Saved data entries

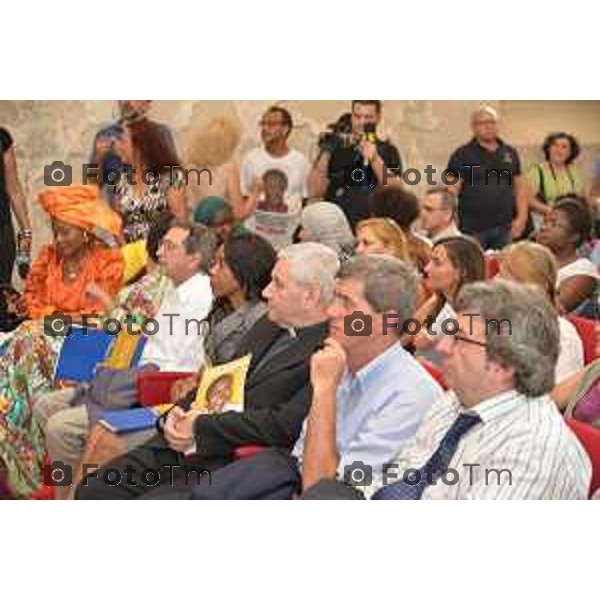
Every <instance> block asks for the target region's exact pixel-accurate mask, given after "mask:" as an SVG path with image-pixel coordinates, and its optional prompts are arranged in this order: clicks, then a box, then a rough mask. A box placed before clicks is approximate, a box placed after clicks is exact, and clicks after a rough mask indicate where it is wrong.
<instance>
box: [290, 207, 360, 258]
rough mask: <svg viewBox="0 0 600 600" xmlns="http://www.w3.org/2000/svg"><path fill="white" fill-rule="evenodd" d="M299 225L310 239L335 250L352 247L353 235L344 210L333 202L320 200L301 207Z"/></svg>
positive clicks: (340, 250)
mask: <svg viewBox="0 0 600 600" xmlns="http://www.w3.org/2000/svg"><path fill="white" fill-rule="evenodd" d="M300 225H302V228H303V229H306V231H307V232H308V233H309V234H310V237H311V239H312V241H314V242H319V243H321V244H324V245H325V246H328V247H329V248H331V249H332V250H335V251H336V252H337V254H338V255H339V254H340V253H341V252H342V251H343V250H344V249H350V248H353V247H354V235H353V234H352V229H350V225H349V224H348V219H347V218H346V215H345V214H344V211H343V210H342V209H341V208H340V207H339V206H338V205H337V204H333V202H326V201H324V200H321V201H319V202H315V203H314V204H309V205H308V206H306V207H305V208H303V209H302V213H301V214H300Z"/></svg>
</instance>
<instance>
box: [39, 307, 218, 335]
mask: <svg viewBox="0 0 600 600" xmlns="http://www.w3.org/2000/svg"><path fill="white" fill-rule="evenodd" d="M162 317H166V318H167V319H168V323H167V324H166V325H167V328H168V335H175V333H174V331H175V328H174V325H175V323H176V319H177V318H181V315H180V314H179V313H165V314H163V315H162ZM161 322H163V324H164V319H161ZM77 326H78V327H80V328H81V329H82V333H83V335H87V334H88V332H89V331H97V330H98V329H101V330H102V331H103V332H104V333H105V334H107V335H111V336H118V335H119V334H120V333H121V331H123V329H125V331H126V332H127V333H128V334H129V335H144V336H146V337H151V336H154V335H157V334H158V332H159V331H160V328H161V323H160V322H159V321H158V320H157V319H151V318H147V319H146V318H144V319H142V320H140V319H139V318H136V317H134V316H133V315H125V317H123V318H122V319H115V318H108V319H103V320H102V321H100V315H98V314H85V315H82V316H81V320H80V322H78V323H77ZM73 327H74V323H73V317H71V316H70V315H66V314H65V313H63V312H60V311H55V312H53V313H52V314H50V315H46V316H45V317H44V333H45V334H46V335H49V336H52V337H68V336H69V335H71V333H72V331H73ZM184 327H185V330H184V331H185V335H194V332H195V334H196V335H197V336H198V337H202V338H205V337H206V336H208V334H209V333H210V325H209V323H208V321H206V320H205V319H185V322H184ZM178 333H179V330H178Z"/></svg>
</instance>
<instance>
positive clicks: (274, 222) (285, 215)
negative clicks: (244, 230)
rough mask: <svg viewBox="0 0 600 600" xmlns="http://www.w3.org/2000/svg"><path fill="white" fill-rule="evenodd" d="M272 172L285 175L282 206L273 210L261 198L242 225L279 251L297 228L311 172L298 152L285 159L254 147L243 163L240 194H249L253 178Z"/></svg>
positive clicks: (246, 155)
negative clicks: (286, 181) (306, 184)
mask: <svg viewBox="0 0 600 600" xmlns="http://www.w3.org/2000/svg"><path fill="white" fill-rule="evenodd" d="M272 169H277V170H279V171H282V172H283V173H285V175H286V177H287V180H288V187H287V190H286V193H285V197H284V204H285V206H282V207H279V209H278V210H272V209H271V208H270V207H269V206H268V205H264V199H263V198H260V199H259V201H258V204H257V207H256V210H255V211H254V213H253V214H252V215H251V216H250V217H248V219H247V220H246V223H245V226H246V228H247V229H249V230H250V231H253V232H255V233H257V234H259V235H262V236H263V237H265V238H266V239H268V240H269V241H270V242H271V243H272V244H273V246H274V247H275V249H277V250H279V249H281V248H284V247H285V246H289V245H290V244H291V243H292V238H293V235H294V232H295V231H296V229H297V228H298V226H299V225H300V212H301V210H302V199H303V198H305V197H306V196H307V189H306V184H307V179H308V174H309V171H310V164H309V162H308V159H307V158H306V156H304V154H302V152H299V151H298V150H290V151H289V152H288V153H287V154H286V155H285V156H281V157H276V156H271V155H270V154H269V153H268V152H267V151H266V150H265V149H264V148H262V147H261V148H255V149H254V150H251V151H250V152H248V154H246V156H245V157H244V160H243V161H242V170H241V189H242V194H244V195H247V194H249V193H250V190H251V188H252V185H253V183H254V181H255V180H256V179H261V178H262V176H263V175H264V174H265V173H266V172H267V171H270V170H272Z"/></svg>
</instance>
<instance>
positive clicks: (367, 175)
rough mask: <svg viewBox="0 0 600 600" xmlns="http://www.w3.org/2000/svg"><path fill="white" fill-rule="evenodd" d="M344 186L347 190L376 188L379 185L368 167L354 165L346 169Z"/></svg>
mask: <svg viewBox="0 0 600 600" xmlns="http://www.w3.org/2000/svg"><path fill="white" fill-rule="evenodd" d="M343 181H344V186H345V187H346V188H356V187H360V188H366V187H368V188H371V189H372V188H374V187H375V186H376V185H377V179H376V178H375V176H374V175H373V171H372V170H371V169H369V167H368V165H367V166H365V165H362V164H354V165H349V166H348V167H346V168H345V169H344V176H343Z"/></svg>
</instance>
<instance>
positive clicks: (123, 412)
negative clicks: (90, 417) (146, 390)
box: [98, 407, 158, 433]
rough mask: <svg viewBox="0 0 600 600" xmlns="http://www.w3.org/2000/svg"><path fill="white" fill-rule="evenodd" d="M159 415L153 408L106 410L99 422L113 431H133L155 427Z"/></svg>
mask: <svg viewBox="0 0 600 600" xmlns="http://www.w3.org/2000/svg"><path fill="white" fill-rule="evenodd" d="M157 418H158V415H157V414H156V411H154V410H152V408H147V407H142V408H129V409H127V410H106V411H104V412H102V413H100V418H99V421H98V422H99V423H101V424H102V425H104V427H106V428H107V429H109V430H110V431H112V432H113V433H133V432H134V431H143V430H144V429H153V428H154V425H155V423H156V419H157Z"/></svg>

TASK GOAL
A word-for-word transcription of the entries above, free of images, is what is wanted.

RESPONSE TO THE TASK
Every <instance> block asks for the target region's exact pixel-accurate mask, given after "mask:" as an SVG path with image-pixel coordinates, and its optional prompts are arranged in this order: clicks, then a box, then a rough mask. A box placed before clicks is approximate, a box placed after clicks is exact, and clicks after a rough mask indicate where it is wrong.
<instance>
box: [290, 207, 360, 258]
rough mask: <svg viewBox="0 0 600 600" xmlns="http://www.w3.org/2000/svg"><path fill="white" fill-rule="evenodd" d="M299 225L310 239L335 250L352 247L353 235L344 210L333 202L320 200L301 207Z"/></svg>
positive clicks: (340, 250)
mask: <svg viewBox="0 0 600 600" xmlns="http://www.w3.org/2000/svg"><path fill="white" fill-rule="evenodd" d="M300 225H302V228H303V229H306V231H307V232H308V233H309V234H310V237H311V239H312V241H314V242H319V243H321V244H324V245H325V246H328V247H329V248H331V249H332V250H335V251H336V252H337V254H338V255H339V254H340V253H341V252H342V251H343V250H344V249H350V248H353V247H354V235H353V234H352V229H350V225H349V224H348V219H347V218H346V215H345V214H344V211H343V210H342V209H341V208H340V207H339V206H338V205H337V204H333V202H326V201H324V200H321V201H319V202H315V203H314V204H309V205H308V206H306V207H305V208H303V209H302V213H301V214H300Z"/></svg>
</instance>
<instance>
box: [39, 307, 218, 335]
mask: <svg viewBox="0 0 600 600" xmlns="http://www.w3.org/2000/svg"><path fill="white" fill-rule="evenodd" d="M162 317H166V318H167V319H168V323H167V324H166V325H167V328H168V335H175V333H174V331H175V328H174V325H175V323H176V319H177V318H181V315H180V314H179V313H165V314H163V315H162ZM161 322H163V324H164V319H161ZM77 326H78V327H80V328H81V329H82V333H83V335H87V334H88V332H89V331H97V330H98V329H101V330H102V331H103V332H104V333H105V334H107V335H111V336H118V335H119V334H120V333H121V331H123V329H125V331H126V332H127V333H128V334H129V335H144V336H146V337H151V336H154V335H157V334H158V332H159V331H160V328H161V323H160V322H159V321H158V320H157V319H151V318H147V319H146V318H144V319H142V320H140V319H139V318H136V317H134V316H133V315H125V317H123V318H122V319H115V318H108V319H103V320H102V321H100V315H98V314H85V315H82V316H81V320H80V322H78V323H77ZM73 327H74V323H73V317H71V316H70V315H66V314H65V313H63V312H60V311H55V312H53V313H52V314H50V315H46V316H45V317H44V333H45V334H46V335H49V336H52V337H68V336H69V335H71V333H72V331H73ZM184 327H185V330H184V331H185V335H194V332H195V334H196V335H197V336H198V337H202V338H205V337H206V336H208V334H209V333H210V325H209V323H208V321H206V320H205V319H185V322H184ZM178 333H179V330H178Z"/></svg>
</instance>
<instance>
positive clicks: (274, 222) (285, 215)
negative clicks: (244, 230)
rough mask: <svg viewBox="0 0 600 600" xmlns="http://www.w3.org/2000/svg"><path fill="white" fill-rule="evenodd" d="M272 172L285 175L282 206L273 210L261 198L242 225L279 251L297 228L311 172L298 152L285 159L254 147L243 163L240 194H249L253 178Z"/></svg>
positive clicks: (246, 155)
negative clicks: (286, 181) (306, 184)
mask: <svg viewBox="0 0 600 600" xmlns="http://www.w3.org/2000/svg"><path fill="white" fill-rule="evenodd" d="M272 169H277V170H279V171H282V172H283V173H285V175H286V177H287V180H288V187H287V190H286V193H285V197H284V204H285V206H282V207H279V209H278V210H272V209H271V208H270V207H269V206H268V205H264V199H263V198H260V199H259V201H258V204H257V207H256V210H255V211H254V213H253V214H252V215H251V216H250V217H248V219H247V220H246V223H245V226H246V228H247V229H249V230H250V231H253V232H255V233H257V234H259V235H262V236H263V237H265V238H266V239H268V240H269V241H270V242H271V243H272V244H273V246H274V247H275V249H277V250H279V249H281V248H284V247H285V246H289V245H290V244H291V243H292V238H293V235H294V232H295V231H296V229H297V228H298V226H299V225H300V212H301V210H302V199H303V198H305V197H306V196H307V189H306V184H307V179H308V174H309V171H310V164H309V162H308V159H307V158H306V156H304V154H302V152H299V151H298V150H290V151H289V152H288V153H287V154H286V155H285V156H281V157H276V156H271V155H270V154H269V153H268V152H267V151H266V150H265V149H264V148H262V147H261V148H255V149H254V150H251V151H250V152H248V154H246V156H245V157H244V160H243V161H242V170H241V189H242V194H244V195H247V194H249V193H250V190H251V188H252V185H253V183H254V181H255V180H256V179H261V178H262V176H263V175H264V174H265V173H266V172H267V171H270V170H272Z"/></svg>
</instance>
<instance>
positive clicks: (367, 175)
rough mask: <svg viewBox="0 0 600 600" xmlns="http://www.w3.org/2000/svg"><path fill="white" fill-rule="evenodd" d="M344 186L347 190L376 188L379 185L368 167L354 165L346 169Z"/></svg>
mask: <svg viewBox="0 0 600 600" xmlns="http://www.w3.org/2000/svg"><path fill="white" fill-rule="evenodd" d="M343 181H344V186H345V187H346V188H356V187H360V188H366V187H368V188H371V189H372V188H374V187H375V186H376V185H377V179H376V178H375V176H374V175H373V171H372V170H371V169H369V167H368V165H367V166H365V165H362V164H354V165H349V166H348V167H346V168H345V169H344V176H343Z"/></svg>
</instance>
<instance>
positive clicks: (123, 412)
negative clicks: (90, 417) (146, 390)
box: [98, 407, 158, 433]
rough mask: <svg viewBox="0 0 600 600" xmlns="http://www.w3.org/2000/svg"><path fill="white" fill-rule="evenodd" d="M159 415L153 408L106 410L99 422L113 431H133L155 427Z"/></svg>
mask: <svg viewBox="0 0 600 600" xmlns="http://www.w3.org/2000/svg"><path fill="white" fill-rule="evenodd" d="M157 418H158V415H157V414H156V411H154V410H152V408H147V407H142V408H129V409H127V410H106V411H104V412H102V413H100V418H99V421H98V422H99V423H101V424H102V425H104V427H106V428H107V429H109V430H110V431H112V432H113V433H133V432H134V431H143V430H144V429H153V428H154V425H155V423H156V419H157Z"/></svg>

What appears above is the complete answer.